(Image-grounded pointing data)
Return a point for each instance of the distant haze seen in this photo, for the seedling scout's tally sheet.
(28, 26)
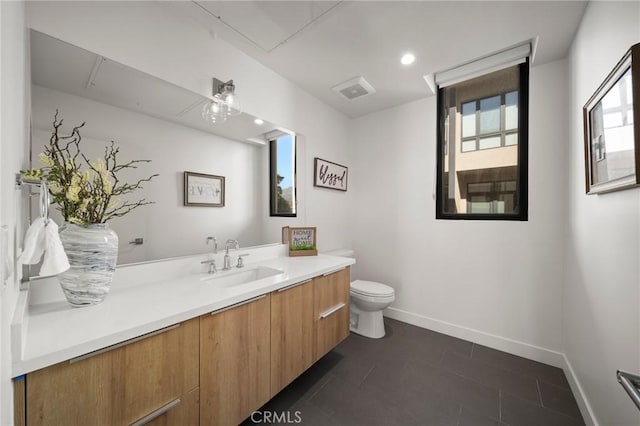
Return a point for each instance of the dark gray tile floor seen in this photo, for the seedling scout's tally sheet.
(415, 376)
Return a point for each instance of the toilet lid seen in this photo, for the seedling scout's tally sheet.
(371, 288)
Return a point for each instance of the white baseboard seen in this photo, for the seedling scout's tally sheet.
(515, 347)
(583, 403)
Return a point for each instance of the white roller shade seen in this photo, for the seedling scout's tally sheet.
(497, 61)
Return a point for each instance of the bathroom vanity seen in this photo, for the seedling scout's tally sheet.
(184, 350)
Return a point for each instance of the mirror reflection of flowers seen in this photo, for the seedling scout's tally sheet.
(86, 191)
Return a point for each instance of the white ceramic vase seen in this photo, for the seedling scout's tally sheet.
(93, 252)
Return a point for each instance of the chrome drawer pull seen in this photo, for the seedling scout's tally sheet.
(121, 344)
(332, 311)
(293, 285)
(238, 304)
(333, 272)
(155, 414)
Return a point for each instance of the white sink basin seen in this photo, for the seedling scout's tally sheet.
(241, 276)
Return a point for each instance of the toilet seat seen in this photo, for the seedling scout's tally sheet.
(371, 289)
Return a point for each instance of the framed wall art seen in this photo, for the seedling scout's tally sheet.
(203, 190)
(330, 175)
(612, 129)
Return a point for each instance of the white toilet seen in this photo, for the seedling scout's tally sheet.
(368, 300)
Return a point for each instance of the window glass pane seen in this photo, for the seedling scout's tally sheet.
(479, 204)
(490, 114)
(612, 120)
(511, 139)
(511, 111)
(468, 119)
(480, 187)
(484, 181)
(283, 178)
(469, 145)
(492, 142)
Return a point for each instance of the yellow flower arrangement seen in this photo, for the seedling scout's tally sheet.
(89, 195)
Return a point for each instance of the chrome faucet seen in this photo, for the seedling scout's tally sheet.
(215, 244)
(227, 259)
(212, 265)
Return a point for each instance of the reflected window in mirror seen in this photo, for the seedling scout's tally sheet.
(282, 173)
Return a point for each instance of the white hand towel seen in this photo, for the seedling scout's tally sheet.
(55, 259)
(34, 243)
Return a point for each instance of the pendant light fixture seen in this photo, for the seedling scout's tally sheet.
(223, 104)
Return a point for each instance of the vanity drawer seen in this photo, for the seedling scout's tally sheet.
(118, 385)
(292, 333)
(331, 310)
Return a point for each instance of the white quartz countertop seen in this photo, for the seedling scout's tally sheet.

• **Problem requirements**:
Write the records above out again exactly, but not the pictures.

• **Result below**:
Return a point for each instance of the distant haze seen in this photo, for the seedling scout's tally sheet.
(28, 26)
Return a point for each instance of the dark gray tile floor seen in this photo, for the seedling scout's tally sheet.
(415, 376)
Return a point for each instance of the toilet lid seen in this photo, for the seedling scout's tally sheet.
(371, 288)
Return a point for each instance of the white baseboard seen in this photo, for the seedling scout's tally sheet.
(515, 347)
(583, 403)
Return a point for each instance of the white roller shade seen in this photo, for the seedling scout's tally sheet.
(497, 61)
Return a point for each instance of the bathroom vanity seen in this photo, for the seedling scout's tally sheet.
(184, 350)
Return a point for each instance of the mirror reflection of flowers seen in this photo, for the seedling scout's tally sheet.
(86, 191)
Return a point for each instance of the white ceramic vase seen in this photo, for the seedling scout's tally sheet.
(93, 252)
Return a point for each instance of the chrome drawer pull seen in this photo, for the seedling scout's tally sheet.
(121, 344)
(332, 311)
(293, 285)
(238, 304)
(333, 272)
(155, 414)
Return a point for each instance of the white sink basin seen in this photo, for the seedling scout's tally sheet.
(241, 276)
Return a point for each instance of the toilet seat seen in this photo, for the seedling scout's tally sheet.
(371, 289)
Return a point for each instance of the framed wall art seen in this photo, for the seedling scout's tally sheet.
(203, 190)
(330, 175)
(612, 129)
Return a point for each instance of the white toilet seen in this photo, for the seedling scout's tally sheet.
(368, 300)
Return a point for each instance of the window glass pane seen in this photo, for the seedling scout's tally sheet.
(479, 204)
(490, 114)
(612, 120)
(511, 139)
(511, 111)
(468, 119)
(480, 187)
(484, 181)
(283, 178)
(469, 145)
(492, 142)
Return a point for each instance of the yellow flower arrangement seen in this photo, for the seedling scout's tally sheet.
(89, 195)
Return a point for each instance of the chrome faucet seen in this photo, for the seedling scout's tally sheet.
(215, 244)
(227, 259)
(212, 265)
Return a point for each instance of the reflected window in mirror seen in this photo, for the seedling scout's tally sheet.
(282, 173)
Return a point for each instance of the white hand towel seen in this photo, for the seedling scout's tally sheet.
(55, 259)
(34, 243)
Return a point for each instance of the pendant light fixture seen in this photo, for the seedling scout's tally sheet.
(223, 104)
Return a point for each instance of the vanity drawer seen in this photo, for the seedling scout's tally sheet.
(118, 385)
(292, 333)
(331, 310)
Return a point for each instance of the white quartz countertop seen in this photo, for the seedling scout's tally sheet.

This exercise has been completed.